▶ Source document:
=-=-=-=-=
Take a look at your game collection.

Now imagine all of your games mixed into one and based around a fairly standard beat-em-up.

The result? A mess? Confusion? Chaos? Pure genius?

Well, the answer is all of the above and much more. May I introduce No More Heroes 2: Desperate Struggle. Its tagline could easily be “The hardest game in the world to review”. It took about 14 hours to play through the game, and after finishing it I sat there for about five minutes and found myself thinking “What the hell just happened”.

If I had to break it down, then I would say think Killer 7 meets Afro Samurai meets GTA meets softcore hentai meets SNES meets 8bit arcade meets… aah it’s hopeless, there’s just no way to accurately pigeon-hole No More Heroes 2 without doing every other game in that genre an injustice.

It’s hard to say whether the game is an ode to all things video game or a piss-take. Either way, it’s easy to see that the developers had an absolute ball making it shows through in the fact that despite several flaws that would prove fatal for many other games, No More Heroes 2: Desperate Struggle is virtually impossible to put down from start to finish.

Grasshopper Manufacture have produced an ambitious sequel that could so easily have turned to custard but instead strangely gels into a game that is so varied in style that you just can’t wait to see what will happen next.

Our protagonist from the first game, Travis Touchdown is back in the sequel as is the city setting of Santa Destroy (the names clearly go along with the whole bizarre feel of the game). Travis returns to find himself at the bottom of the UAA (United Assassins Association) rankings and must wage war to become the No. 1 assassin once again. There are also a couple of sections where you play as either Shinobu and Henry, who have differing skill-sets. But in general, gameplay follows much along the lines of the original No More Heroes and involves a mixture of hand-to-hand combat, wrestling moves (including the return of ‘deathblows’) and hack-n-slash swordplay by dual-wielding any of the four beam katanas at your disposal.

Despite being ranked at number 51 in the rankings, you do rise up the ladder surprisingly quickly. There are only 15 boss battles and with each one you wipe out several assassins at a time which propels you up the rankings. Some of the stages do drag on a bit too long though and there were times when I would have liked to have encountered the boss a couple of rooms full of enemies earlier.

For a game rated M15+, I was astounded to find extreme violence and language and a generous helping of sexual innuendo. Don’t get me wrong, I’m no prude, but I’ve seen much less from some R18 games before. Maybe the cell-shaded comic styling makes it all less “real”.

It’s no secret that Travis’s katanas symbolise his sexuality and genitalia. As the beam blades get weak you even need to move the Wii remote in a masturbatory fashion to charge them up. On top of that, you now have an arousal meter that is charged by dishing out the carnage without taking too many hits. It can also be charged by picking up an erotic magazine. Once full, you can activate “Darkside Mode” which sees Travis transform into a tiger and continue to pay out on his enemies.
=-=-=-=-=
Excerpts of pointing data:

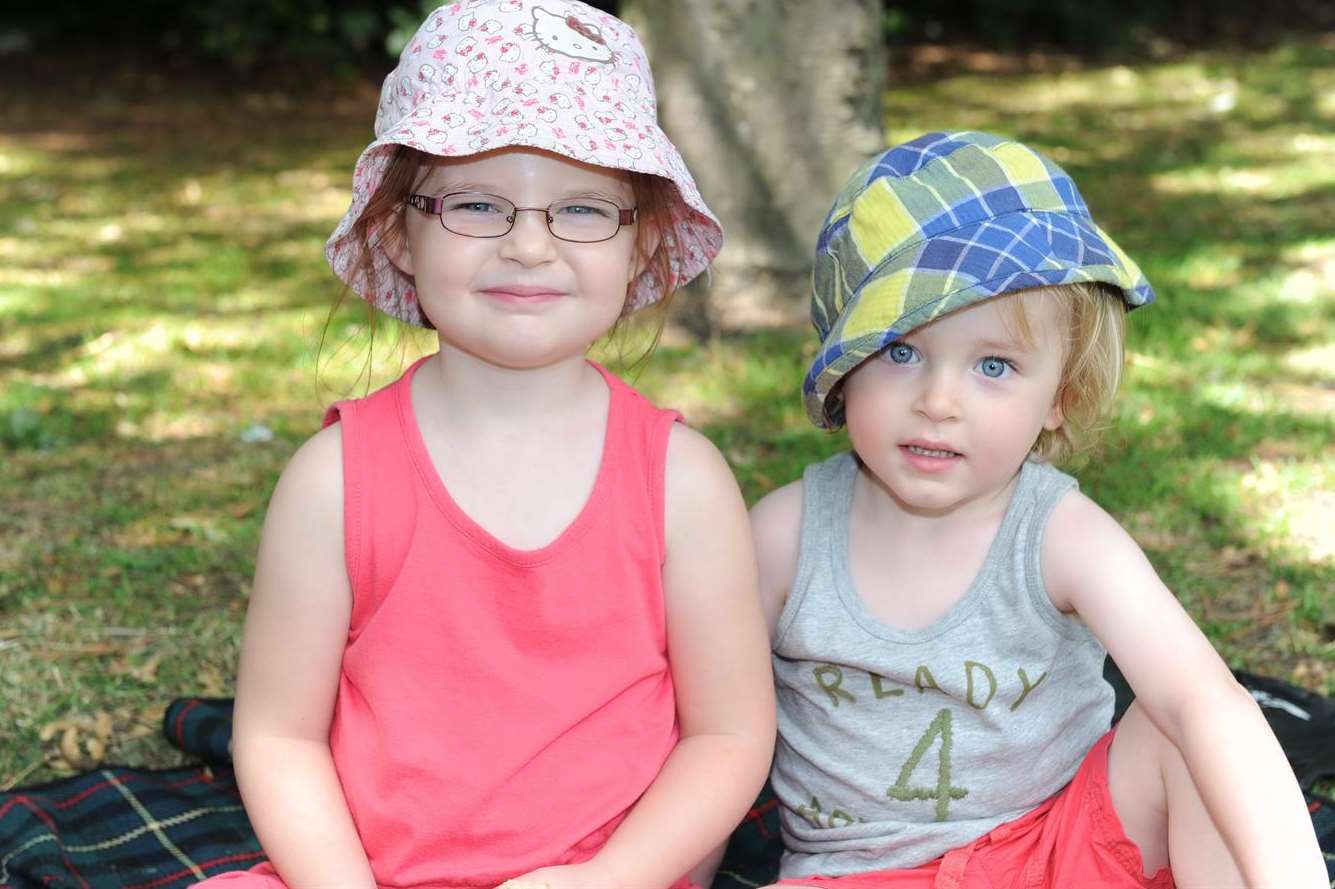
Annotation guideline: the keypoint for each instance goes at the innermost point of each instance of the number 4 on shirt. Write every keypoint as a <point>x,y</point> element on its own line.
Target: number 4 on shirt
<point>943,792</point>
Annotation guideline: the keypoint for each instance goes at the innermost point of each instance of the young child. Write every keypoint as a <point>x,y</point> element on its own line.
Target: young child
<point>941,600</point>
<point>505,625</point>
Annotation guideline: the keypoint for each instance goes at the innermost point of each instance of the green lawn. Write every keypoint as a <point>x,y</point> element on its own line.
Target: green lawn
<point>163,295</point>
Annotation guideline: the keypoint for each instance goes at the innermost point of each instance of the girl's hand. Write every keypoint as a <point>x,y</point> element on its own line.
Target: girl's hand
<point>581,876</point>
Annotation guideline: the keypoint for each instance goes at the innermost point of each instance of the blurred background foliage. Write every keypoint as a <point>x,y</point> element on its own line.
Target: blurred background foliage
<point>168,174</point>
<point>256,35</point>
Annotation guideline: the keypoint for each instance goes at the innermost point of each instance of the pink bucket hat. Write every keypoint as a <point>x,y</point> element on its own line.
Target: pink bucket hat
<point>556,75</point>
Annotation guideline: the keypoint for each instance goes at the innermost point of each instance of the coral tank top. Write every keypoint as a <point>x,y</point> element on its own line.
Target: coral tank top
<point>498,709</point>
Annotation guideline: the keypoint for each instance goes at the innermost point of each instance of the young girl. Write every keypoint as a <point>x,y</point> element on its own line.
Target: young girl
<point>941,600</point>
<point>505,625</point>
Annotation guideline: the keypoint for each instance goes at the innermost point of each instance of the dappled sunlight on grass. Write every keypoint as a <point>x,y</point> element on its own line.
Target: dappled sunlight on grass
<point>166,343</point>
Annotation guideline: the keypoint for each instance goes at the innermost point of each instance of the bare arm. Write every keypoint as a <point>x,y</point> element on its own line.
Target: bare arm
<point>720,665</point>
<point>293,645</point>
<point>1091,565</point>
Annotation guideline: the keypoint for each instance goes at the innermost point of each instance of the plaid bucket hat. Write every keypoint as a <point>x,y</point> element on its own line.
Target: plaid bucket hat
<point>933,226</point>
<point>556,75</point>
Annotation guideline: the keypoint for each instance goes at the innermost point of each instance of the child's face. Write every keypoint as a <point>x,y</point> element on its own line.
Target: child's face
<point>947,415</point>
<point>523,299</point>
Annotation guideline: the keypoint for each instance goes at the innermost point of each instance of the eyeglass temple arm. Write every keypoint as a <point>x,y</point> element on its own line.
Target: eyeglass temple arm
<point>426,204</point>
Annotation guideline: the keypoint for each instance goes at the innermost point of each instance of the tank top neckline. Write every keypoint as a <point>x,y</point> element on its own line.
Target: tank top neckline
<point>471,529</point>
<point>848,594</point>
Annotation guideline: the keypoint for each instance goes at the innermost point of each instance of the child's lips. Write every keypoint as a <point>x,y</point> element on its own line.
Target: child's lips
<point>523,292</point>
<point>929,457</point>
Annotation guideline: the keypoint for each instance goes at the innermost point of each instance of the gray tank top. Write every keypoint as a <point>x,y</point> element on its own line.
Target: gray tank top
<point>895,745</point>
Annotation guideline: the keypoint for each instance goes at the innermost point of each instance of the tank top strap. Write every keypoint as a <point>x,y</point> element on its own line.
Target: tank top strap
<point>379,491</point>
<point>827,498</point>
<point>1015,559</point>
<point>636,449</point>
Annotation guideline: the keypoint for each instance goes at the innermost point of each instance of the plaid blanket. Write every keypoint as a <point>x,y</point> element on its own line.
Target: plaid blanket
<point>120,828</point>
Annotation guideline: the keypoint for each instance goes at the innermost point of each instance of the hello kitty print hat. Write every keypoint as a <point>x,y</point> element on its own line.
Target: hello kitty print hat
<point>556,75</point>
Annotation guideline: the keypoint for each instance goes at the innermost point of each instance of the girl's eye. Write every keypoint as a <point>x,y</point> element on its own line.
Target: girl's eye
<point>473,207</point>
<point>900,353</point>
<point>596,210</point>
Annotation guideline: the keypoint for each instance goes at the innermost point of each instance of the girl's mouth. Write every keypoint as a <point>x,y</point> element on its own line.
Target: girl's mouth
<point>929,451</point>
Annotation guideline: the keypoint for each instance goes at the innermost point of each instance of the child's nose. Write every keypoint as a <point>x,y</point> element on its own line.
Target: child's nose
<point>529,242</point>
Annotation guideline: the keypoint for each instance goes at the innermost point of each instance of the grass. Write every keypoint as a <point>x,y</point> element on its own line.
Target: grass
<point>163,295</point>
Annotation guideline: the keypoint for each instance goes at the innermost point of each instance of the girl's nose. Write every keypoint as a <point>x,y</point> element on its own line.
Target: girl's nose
<point>529,242</point>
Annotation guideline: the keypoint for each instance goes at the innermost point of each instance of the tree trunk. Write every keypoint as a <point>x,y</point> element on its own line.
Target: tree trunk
<point>772,103</point>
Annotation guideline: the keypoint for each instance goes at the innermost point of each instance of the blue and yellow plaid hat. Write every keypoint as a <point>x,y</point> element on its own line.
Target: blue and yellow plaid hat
<point>936,224</point>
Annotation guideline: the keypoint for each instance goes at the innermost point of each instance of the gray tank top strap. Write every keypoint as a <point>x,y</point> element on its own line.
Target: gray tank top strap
<point>827,498</point>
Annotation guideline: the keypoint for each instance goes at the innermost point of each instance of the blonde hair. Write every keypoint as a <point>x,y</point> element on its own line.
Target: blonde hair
<point>1094,347</point>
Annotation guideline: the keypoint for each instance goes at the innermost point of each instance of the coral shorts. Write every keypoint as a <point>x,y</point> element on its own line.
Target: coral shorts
<point>1072,840</point>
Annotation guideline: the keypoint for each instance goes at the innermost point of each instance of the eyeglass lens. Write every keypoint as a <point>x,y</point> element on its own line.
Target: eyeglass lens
<point>479,215</point>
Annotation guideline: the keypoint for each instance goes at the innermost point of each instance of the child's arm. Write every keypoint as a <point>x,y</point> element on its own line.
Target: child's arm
<point>293,645</point>
<point>725,696</point>
<point>777,525</point>
<point>1094,567</point>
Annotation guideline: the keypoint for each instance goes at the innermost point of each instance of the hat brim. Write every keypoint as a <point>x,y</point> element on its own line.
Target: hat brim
<point>693,235</point>
<point>953,271</point>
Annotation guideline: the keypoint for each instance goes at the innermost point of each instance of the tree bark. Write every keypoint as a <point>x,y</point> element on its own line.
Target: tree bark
<point>772,103</point>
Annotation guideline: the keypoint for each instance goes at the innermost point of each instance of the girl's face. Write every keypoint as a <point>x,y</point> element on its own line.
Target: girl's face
<point>945,417</point>
<point>525,299</point>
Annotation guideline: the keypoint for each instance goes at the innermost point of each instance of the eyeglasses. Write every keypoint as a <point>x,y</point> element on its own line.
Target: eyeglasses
<point>474,214</point>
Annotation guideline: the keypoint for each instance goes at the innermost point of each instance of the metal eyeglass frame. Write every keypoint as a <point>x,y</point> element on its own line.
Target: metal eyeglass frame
<point>435,206</point>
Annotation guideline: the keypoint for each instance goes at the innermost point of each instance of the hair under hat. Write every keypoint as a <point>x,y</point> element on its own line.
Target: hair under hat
<point>554,75</point>
<point>936,224</point>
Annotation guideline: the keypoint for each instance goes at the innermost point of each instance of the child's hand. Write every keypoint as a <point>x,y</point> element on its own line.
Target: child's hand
<point>581,876</point>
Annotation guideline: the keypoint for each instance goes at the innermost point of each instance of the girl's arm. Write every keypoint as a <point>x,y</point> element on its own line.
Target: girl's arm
<point>293,645</point>
<point>725,696</point>
<point>1094,567</point>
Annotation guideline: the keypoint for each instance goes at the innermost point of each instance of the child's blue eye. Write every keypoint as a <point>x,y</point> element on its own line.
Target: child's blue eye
<point>473,207</point>
<point>590,208</point>
<point>900,353</point>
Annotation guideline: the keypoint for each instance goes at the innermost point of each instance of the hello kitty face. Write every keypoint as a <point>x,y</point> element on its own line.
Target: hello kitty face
<point>570,36</point>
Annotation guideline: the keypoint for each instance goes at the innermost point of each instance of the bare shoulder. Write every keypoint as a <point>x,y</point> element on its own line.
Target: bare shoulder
<point>305,518</point>
<point>694,461</point>
<point>315,470</point>
<point>777,519</point>
<point>1082,546</point>
<point>777,527</point>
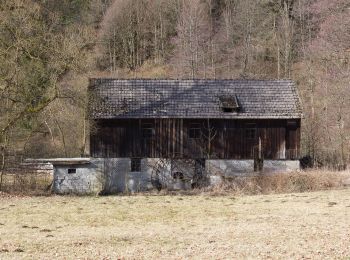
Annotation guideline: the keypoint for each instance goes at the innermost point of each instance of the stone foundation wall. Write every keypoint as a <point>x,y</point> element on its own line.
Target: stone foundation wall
<point>229,168</point>
<point>113,175</point>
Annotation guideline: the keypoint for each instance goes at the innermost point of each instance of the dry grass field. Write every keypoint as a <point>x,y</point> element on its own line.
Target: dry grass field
<point>297,225</point>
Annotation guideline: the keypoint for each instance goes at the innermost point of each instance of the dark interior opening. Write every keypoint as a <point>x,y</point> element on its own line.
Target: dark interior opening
<point>72,171</point>
<point>135,165</point>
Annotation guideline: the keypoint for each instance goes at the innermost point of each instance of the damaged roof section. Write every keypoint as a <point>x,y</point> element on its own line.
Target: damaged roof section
<point>229,103</point>
<point>198,98</point>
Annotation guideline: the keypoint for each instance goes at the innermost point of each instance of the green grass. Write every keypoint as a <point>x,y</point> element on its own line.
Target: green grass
<point>314,225</point>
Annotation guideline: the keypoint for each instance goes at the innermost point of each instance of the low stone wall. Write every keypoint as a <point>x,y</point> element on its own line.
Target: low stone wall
<point>87,178</point>
<point>113,175</point>
<point>229,168</point>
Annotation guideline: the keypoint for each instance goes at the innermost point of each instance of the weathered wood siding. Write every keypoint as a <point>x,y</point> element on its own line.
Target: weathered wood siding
<point>170,138</point>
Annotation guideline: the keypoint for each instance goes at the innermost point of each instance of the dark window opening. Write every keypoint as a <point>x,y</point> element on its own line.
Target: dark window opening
<point>194,131</point>
<point>135,164</point>
<point>291,124</point>
<point>178,175</point>
<point>147,131</point>
<point>250,132</point>
<point>229,104</point>
<point>72,171</point>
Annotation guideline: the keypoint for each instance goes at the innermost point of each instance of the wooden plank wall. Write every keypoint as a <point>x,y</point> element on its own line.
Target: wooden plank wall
<point>170,139</point>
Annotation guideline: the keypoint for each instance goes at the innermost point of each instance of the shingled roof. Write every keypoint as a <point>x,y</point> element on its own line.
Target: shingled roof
<point>198,98</point>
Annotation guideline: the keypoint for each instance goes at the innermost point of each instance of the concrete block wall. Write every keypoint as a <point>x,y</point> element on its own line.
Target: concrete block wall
<point>88,179</point>
<point>113,175</point>
<point>228,168</point>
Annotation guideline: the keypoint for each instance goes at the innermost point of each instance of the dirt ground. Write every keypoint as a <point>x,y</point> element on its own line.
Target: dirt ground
<point>302,225</point>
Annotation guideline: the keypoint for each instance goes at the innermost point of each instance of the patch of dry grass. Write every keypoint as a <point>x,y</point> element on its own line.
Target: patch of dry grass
<point>296,225</point>
<point>304,181</point>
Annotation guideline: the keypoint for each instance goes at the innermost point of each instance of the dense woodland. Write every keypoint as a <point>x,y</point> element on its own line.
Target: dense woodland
<point>49,49</point>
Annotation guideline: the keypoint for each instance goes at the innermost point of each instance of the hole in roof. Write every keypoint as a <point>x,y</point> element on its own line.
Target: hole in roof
<point>229,103</point>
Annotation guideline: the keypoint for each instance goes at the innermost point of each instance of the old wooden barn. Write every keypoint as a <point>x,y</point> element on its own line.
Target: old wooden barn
<point>174,134</point>
<point>216,119</point>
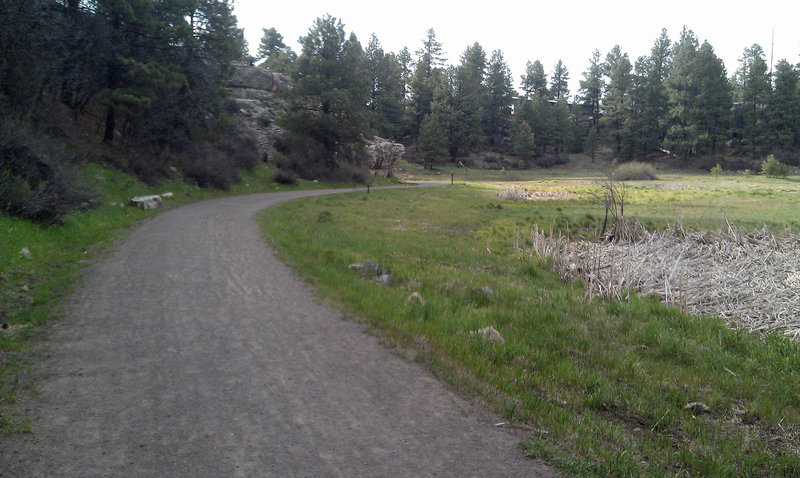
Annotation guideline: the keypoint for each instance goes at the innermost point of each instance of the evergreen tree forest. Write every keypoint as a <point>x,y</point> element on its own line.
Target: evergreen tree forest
<point>680,102</point>
<point>135,83</point>
<point>144,81</point>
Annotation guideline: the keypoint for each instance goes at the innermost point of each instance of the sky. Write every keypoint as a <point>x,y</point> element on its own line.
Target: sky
<point>547,31</point>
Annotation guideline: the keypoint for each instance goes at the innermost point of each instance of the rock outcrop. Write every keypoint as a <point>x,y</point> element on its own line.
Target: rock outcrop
<point>259,94</point>
<point>147,202</point>
<point>383,155</point>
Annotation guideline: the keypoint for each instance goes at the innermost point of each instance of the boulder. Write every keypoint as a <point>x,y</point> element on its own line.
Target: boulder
<point>489,334</point>
<point>254,78</point>
<point>383,155</point>
<point>259,96</point>
<point>147,202</point>
<point>415,298</point>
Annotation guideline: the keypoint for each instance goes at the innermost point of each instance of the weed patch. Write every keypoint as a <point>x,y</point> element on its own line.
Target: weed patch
<point>604,384</point>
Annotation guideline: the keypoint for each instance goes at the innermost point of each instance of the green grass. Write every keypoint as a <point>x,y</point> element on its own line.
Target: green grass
<point>602,384</point>
<point>32,289</point>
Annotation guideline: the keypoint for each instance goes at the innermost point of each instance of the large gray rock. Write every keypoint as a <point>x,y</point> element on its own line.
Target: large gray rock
<point>254,78</point>
<point>147,202</point>
<point>383,155</point>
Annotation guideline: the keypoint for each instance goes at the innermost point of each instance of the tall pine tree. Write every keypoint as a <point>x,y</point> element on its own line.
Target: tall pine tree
<point>327,114</point>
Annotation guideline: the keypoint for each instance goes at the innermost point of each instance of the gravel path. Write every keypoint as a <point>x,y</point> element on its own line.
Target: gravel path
<point>192,351</point>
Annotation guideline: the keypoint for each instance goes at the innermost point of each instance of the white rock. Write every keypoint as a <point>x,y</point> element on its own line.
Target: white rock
<point>147,202</point>
<point>489,333</point>
<point>415,297</point>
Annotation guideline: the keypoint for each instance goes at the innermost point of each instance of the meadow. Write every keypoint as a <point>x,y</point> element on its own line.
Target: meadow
<point>603,388</point>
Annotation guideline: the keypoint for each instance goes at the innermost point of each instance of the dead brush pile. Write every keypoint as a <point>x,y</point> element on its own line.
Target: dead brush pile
<point>514,193</point>
<point>749,278</point>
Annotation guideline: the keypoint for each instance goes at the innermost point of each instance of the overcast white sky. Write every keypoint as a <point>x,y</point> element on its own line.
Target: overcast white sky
<point>547,31</point>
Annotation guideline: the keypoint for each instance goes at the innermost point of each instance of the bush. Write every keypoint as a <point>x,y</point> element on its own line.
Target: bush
<point>36,183</point>
<point>209,167</point>
<point>774,168</point>
<point>635,171</point>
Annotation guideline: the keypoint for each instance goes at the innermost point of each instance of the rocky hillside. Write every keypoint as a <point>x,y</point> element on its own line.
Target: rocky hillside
<point>259,94</point>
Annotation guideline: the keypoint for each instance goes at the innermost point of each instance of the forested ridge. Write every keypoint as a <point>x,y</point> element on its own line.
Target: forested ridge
<point>133,83</point>
<point>141,82</point>
<point>679,102</point>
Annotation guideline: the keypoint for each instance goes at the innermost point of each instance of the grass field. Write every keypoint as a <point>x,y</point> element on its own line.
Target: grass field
<point>601,386</point>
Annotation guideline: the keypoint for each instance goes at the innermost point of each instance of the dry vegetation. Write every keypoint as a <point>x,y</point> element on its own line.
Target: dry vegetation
<point>749,278</point>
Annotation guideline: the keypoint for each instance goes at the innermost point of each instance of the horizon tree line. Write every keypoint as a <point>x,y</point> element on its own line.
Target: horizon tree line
<point>677,100</point>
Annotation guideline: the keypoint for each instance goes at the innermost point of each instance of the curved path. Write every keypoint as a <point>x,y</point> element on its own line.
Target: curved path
<point>191,350</point>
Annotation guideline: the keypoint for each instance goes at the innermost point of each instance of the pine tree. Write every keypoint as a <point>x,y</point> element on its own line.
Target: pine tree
<point>592,86</point>
<point>752,94</point>
<point>429,60</point>
<point>682,89</point>
<point>522,139</point>
<point>386,96</point>
<point>617,113</point>
<point>650,96</point>
<point>432,143</point>
<point>713,104</point>
<point>534,81</point>
<point>277,55</point>
<point>559,84</point>
<point>784,107</point>
<point>327,113</point>
<point>497,117</point>
<point>470,98</point>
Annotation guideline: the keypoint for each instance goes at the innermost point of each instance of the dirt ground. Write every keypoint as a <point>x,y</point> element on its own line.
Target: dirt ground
<point>192,351</point>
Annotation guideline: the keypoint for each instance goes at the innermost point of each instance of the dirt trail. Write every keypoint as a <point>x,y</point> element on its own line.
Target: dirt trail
<point>192,351</point>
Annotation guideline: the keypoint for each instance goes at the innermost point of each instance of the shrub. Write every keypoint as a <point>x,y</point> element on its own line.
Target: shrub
<point>774,168</point>
<point>36,181</point>
<point>635,171</point>
<point>209,167</point>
=-=-=-=-=
▶ Prompt A: Summarize the No More Heroes 2 review in two sentences.
▶ Prompt B: Carry on the No More Heroes 2 review, picking up after its final sentence.

▶ Answer A: No More Heroes 2: Desperate Struggle, an ambitious sequel from Grasshopper Manufacture, blends many game styles around a fairly standard beat-em-up and is virtually impossible to put down despite several flaws. Travis Touchdown returns to Santa Destroy to climb from the bottom of the UAA rankings through 15 boss battles using hand-to-hand combat, wrestling moves and four beam katanas, in a game whose violence, language and sexual innuendo are surprising for an M15+ rating.

▶ Answer B:
I told you this game was weird, didn’t I?

The only way to rise up through the rankings is to slaughter adversaries, but there are a number of mini-games in which you can earn money or improve your stats and ultimately make the main mission easier. These take the form of classic 8-bit arcade games, none of them licensed, but most will remind you of some game from your childhood (providing your old enough). The mini-games are an absolute pleasure to play and well worth playing through story-mode a second time purely to spend some time on.

After each boss battle it is wise to have Travis do some exercise back at his apartment. There are eight levels of strength and stamina exercises, although the eighth level is virtually impossible to complete. Some of the exercises involve lifting your morbidly obese cat named Jeane.

Speaking of Jeane the fat cat, you can also train and exercise her so that she loses weight. Dragging a fishing lure across the ground for a cat to pounce on doesn’t exactly sound like a classic videogaming moment, but when there’s cheesy kung-fu sound effects thrown in whenever Jeane swipes at the lure, all of a sudden it becomes more than just a chore.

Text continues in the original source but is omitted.